-- Required task --
Please copy the stretch of data below from the line containing "Exercise. Indicate the sandy" through the line containing "x=489, y=174", both lines included, with every line reproduced. In the answer points only, multiply each x and y coordinate by 1.15 and round to a whole number, halves up; leave the sample coordinates that show the format unchanged.

-- Information shown --
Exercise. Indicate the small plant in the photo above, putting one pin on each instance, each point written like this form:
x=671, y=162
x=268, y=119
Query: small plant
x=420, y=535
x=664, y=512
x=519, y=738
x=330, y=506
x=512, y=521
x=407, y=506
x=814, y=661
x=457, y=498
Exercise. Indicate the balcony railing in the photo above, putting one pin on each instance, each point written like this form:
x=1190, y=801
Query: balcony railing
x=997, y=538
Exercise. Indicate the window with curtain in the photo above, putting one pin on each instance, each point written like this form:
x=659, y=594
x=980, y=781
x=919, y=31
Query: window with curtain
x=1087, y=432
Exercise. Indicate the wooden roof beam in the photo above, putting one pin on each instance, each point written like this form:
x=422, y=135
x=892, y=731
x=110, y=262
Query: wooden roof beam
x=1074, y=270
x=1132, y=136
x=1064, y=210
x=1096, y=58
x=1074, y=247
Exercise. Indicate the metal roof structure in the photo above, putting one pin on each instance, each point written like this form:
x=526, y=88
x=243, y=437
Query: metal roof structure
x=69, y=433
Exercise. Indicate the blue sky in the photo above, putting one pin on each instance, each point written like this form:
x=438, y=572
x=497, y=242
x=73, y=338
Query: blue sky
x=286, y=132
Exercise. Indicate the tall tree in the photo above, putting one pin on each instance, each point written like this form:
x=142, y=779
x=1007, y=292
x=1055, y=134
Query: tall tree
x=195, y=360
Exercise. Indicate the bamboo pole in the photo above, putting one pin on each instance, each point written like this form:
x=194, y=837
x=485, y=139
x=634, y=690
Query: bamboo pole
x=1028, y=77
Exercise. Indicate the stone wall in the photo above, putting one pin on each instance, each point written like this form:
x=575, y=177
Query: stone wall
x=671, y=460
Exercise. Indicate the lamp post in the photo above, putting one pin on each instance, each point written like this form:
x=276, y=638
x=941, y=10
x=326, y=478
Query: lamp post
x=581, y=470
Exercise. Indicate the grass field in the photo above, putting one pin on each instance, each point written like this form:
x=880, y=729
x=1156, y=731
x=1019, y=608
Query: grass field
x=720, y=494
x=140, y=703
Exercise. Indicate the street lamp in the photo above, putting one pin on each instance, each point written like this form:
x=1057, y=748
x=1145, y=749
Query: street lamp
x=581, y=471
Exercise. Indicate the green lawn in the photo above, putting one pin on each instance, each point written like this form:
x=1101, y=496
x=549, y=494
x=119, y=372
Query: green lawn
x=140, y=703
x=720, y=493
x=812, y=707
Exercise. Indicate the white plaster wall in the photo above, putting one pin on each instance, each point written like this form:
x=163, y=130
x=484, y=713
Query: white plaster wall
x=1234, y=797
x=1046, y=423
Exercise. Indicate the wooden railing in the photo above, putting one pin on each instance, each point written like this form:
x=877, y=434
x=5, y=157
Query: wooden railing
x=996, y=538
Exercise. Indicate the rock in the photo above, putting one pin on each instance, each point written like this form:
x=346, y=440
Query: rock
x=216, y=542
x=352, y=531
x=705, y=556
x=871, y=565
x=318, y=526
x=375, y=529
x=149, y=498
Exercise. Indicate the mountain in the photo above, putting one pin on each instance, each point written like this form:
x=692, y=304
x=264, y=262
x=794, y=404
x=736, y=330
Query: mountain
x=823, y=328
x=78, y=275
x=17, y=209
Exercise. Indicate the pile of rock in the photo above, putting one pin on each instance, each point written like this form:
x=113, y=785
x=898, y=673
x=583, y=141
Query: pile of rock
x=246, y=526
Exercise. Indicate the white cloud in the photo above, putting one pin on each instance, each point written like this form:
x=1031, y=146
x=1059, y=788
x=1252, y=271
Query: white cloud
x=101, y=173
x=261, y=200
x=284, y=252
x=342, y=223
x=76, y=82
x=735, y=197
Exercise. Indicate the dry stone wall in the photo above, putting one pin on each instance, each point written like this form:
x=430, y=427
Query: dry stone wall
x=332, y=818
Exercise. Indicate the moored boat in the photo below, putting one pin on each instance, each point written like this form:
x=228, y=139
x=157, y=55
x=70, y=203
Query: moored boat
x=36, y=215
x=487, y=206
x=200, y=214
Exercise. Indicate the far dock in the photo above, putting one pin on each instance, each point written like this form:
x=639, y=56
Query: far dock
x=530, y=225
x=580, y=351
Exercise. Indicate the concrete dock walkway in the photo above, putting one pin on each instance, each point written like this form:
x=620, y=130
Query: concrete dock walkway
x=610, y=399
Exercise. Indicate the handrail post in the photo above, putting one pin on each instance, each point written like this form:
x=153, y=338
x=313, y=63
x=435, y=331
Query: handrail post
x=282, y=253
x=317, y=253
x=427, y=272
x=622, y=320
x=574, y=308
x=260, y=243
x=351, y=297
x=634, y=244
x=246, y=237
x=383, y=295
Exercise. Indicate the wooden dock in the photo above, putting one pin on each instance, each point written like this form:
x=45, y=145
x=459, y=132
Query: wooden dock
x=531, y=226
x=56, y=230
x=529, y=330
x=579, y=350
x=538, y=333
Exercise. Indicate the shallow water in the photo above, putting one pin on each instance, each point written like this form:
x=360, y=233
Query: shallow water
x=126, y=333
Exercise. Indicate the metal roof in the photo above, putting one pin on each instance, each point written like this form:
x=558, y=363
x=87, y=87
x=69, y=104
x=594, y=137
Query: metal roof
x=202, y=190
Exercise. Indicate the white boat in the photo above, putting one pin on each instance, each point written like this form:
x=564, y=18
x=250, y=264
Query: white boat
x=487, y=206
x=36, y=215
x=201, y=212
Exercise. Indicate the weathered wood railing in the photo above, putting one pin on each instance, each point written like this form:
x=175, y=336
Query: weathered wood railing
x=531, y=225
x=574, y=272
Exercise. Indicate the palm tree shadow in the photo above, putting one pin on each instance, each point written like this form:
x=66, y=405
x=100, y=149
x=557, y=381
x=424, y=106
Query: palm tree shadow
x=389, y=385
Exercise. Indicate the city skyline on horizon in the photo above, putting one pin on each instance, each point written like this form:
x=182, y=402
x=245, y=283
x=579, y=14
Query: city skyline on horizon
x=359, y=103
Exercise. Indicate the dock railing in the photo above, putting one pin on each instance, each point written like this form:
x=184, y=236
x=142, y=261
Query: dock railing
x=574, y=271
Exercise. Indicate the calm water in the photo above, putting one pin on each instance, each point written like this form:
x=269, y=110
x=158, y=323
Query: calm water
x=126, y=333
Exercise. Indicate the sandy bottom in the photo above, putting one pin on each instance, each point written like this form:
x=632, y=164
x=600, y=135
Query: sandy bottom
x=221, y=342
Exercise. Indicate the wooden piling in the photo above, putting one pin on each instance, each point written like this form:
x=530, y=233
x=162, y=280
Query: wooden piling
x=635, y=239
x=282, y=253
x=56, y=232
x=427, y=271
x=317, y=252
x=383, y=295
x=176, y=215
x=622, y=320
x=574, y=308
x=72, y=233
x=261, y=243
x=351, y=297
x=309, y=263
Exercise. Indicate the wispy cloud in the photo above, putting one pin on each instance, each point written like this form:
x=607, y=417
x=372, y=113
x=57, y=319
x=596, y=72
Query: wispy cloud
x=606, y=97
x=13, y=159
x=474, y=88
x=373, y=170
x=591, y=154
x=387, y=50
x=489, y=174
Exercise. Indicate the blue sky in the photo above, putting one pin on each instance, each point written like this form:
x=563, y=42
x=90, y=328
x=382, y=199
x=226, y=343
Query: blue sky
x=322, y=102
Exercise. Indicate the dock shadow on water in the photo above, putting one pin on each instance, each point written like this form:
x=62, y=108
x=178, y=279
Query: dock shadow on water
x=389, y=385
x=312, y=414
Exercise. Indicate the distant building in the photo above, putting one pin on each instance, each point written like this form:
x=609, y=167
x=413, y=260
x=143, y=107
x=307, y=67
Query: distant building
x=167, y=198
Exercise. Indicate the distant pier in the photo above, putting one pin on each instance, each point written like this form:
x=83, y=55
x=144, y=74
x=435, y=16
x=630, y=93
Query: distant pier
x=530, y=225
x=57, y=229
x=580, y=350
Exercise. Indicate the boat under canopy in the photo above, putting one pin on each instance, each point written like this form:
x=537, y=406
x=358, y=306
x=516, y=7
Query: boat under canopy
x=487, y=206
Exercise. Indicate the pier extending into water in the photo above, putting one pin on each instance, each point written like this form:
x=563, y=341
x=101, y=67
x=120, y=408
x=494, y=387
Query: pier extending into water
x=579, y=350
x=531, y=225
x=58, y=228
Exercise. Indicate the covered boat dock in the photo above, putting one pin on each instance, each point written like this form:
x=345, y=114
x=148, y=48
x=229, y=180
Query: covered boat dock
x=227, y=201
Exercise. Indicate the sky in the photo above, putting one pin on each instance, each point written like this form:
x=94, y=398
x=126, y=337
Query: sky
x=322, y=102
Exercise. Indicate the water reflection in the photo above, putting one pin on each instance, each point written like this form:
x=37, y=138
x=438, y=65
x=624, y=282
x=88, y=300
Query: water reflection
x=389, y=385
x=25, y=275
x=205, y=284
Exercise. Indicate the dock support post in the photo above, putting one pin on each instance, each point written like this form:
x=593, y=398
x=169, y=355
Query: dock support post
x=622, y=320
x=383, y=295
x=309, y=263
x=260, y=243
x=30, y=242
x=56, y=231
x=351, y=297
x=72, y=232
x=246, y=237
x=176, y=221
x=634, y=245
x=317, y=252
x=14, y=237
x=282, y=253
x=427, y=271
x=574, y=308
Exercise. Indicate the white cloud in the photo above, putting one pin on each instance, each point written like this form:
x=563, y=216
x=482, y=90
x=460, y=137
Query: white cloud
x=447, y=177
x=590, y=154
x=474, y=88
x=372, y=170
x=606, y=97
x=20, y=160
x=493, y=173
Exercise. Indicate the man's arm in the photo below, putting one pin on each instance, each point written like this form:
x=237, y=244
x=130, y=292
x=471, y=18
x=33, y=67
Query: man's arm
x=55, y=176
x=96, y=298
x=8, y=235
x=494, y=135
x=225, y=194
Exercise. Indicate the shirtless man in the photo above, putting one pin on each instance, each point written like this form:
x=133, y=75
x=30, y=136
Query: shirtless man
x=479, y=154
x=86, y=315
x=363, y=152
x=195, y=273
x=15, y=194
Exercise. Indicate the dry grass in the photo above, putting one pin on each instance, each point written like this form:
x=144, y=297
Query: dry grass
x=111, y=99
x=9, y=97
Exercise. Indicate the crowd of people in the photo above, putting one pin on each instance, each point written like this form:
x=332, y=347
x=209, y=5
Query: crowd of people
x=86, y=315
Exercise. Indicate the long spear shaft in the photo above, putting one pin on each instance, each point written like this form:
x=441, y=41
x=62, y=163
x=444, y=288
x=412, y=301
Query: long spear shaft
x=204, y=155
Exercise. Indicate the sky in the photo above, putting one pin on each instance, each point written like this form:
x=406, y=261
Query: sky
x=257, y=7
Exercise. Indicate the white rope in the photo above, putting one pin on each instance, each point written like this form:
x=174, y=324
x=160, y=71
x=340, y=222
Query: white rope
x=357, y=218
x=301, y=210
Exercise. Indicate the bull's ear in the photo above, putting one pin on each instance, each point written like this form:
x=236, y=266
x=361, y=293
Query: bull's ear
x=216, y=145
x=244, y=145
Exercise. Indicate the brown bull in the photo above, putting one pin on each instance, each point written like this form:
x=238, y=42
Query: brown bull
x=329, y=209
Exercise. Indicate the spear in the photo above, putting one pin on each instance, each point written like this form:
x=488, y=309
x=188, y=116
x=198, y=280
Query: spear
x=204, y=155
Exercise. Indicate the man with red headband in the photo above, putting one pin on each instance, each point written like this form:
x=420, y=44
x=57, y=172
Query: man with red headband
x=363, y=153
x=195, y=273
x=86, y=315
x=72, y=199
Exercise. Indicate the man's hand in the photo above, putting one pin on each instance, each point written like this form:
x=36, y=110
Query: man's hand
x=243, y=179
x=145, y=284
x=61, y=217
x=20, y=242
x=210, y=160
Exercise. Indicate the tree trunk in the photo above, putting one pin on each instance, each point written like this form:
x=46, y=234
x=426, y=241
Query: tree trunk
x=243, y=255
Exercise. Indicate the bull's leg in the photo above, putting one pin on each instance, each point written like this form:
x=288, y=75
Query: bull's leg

-- Final result --
Exercise. Indicate the sandy bottom in the photo above, putting one pin on each instance, each point written like this form:
x=632, y=164
x=600, y=135
Query: sandy bottom
x=254, y=393
Exercise. Indicate the wooden piling in the photo above, putting one pin on each instance, each point written like this form:
x=530, y=233
x=162, y=280
Query: wooden piling
x=730, y=275
x=324, y=291
x=64, y=267
x=491, y=312
x=365, y=290
x=440, y=339
x=202, y=247
x=715, y=368
x=660, y=354
x=83, y=268
x=300, y=279
x=404, y=342
x=355, y=302
Exercise. Indicate the wispy cloud in the photo above, putting one pin on each instance, each point written like this form:
x=607, y=417
x=372, y=113
x=57, y=319
x=596, y=72
Query: wispy cloud
x=697, y=112
x=15, y=183
x=545, y=101
x=429, y=196
x=680, y=177
x=445, y=58
x=562, y=200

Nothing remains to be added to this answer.